Vice Admiral INAF Dr. Agung Prasetiawan, M.A.P. was inaugurated as the first Commander of the reactivated Indonesian Fleet Command, at the 1st Fleet Command Docks at Pondok Dayung, Tanjung Priok, on Thursday, 3 February 2022 in a public ceremony presided by the Chief of Staff of the Navy, Admiral Yudo Margono.  On that day, the renewed colour of the Navy Fleet Command, which has the motto Ekapada Banda Jala Nusa which means Uniting the Powers of the Archipelagic Seas, was presented in the ceremony, symbolizing the rebirth of the Indonesian National Fleet.

Territorial history 
In 1985, the division of the National Fleet Command also led to the then Naval Regions (Komando Daerah Angkatan Laut, Kodaeral) being now directly reporting units of the Fleets - as Main Naval Bases (MNB, PUAL), and Naval Bases (NBs, PAL).

Before the reorganization, the Naval Regions, created in 1950 as Maritime Regions (Komando Daerah Maritim) were responsible under the office of the Chief of Staff of the Navy to administer maritime defense affairs along regional lines, acting as equivalent to the US Naval Regions. These naval regions, as a general rule following Japanese precedence, had regional patrol fleets under their direct supervision with the National Fleet supervising any major surface combatants or submarines forward deployed within the regions, a practice that continues on the MNBs till today.

Following the reorganization, the Western and Eastern Fleets were organized territorially into:

 under the Western Fleet:
 Main Naval Base I Belawan (Northern Sumatra Mainland and Maritime)

# [TASK]
In the passage on the Indonesian Fleet Command, swap "Belawan" for "Medan" and give the text again from "Following the reorganization, the" to "Mainland and Maritime)".

# [DATA]

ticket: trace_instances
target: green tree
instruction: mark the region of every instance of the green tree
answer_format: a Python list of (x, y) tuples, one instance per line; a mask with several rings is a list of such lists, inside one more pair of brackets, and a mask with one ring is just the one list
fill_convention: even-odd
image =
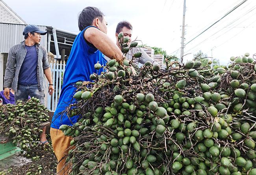
[(194, 58), (195, 60), (201, 61), (202, 66), (205, 66), (208, 65), (209, 60), (207, 58), (207, 54), (204, 53), (202, 50), (200, 50), (197, 53), (194, 54)]

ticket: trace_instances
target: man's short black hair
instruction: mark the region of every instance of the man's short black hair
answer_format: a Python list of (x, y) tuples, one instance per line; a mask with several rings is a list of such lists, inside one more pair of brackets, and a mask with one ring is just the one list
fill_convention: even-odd
[[(32, 31), (31, 32), (30, 32), (30, 33), (31, 33), (32, 35), (35, 35), (35, 32), (34, 31)], [(28, 37), (28, 33), (27, 33), (26, 34), (25, 34), (25, 36), (24, 36), (24, 39), (26, 39)]]
[(86, 27), (93, 24), (93, 20), (98, 18), (102, 22), (104, 14), (98, 8), (87, 7), (78, 14), (78, 28), (82, 31)]
[(122, 31), (122, 29), (124, 27), (126, 27), (129, 29), (132, 30), (132, 26), (131, 23), (126, 21), (122, 21), (119, 22), (117, 26), (117, 28), (115, 29), (115, 33), (119, 33)]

# [THE RESULT]
Following the reorganization, the Western and Eastern Fleets were organized territorially into:

 under the Western Fleet:
 Main Naval Base I Medan (Northern Sumatra Mainland and Maritime)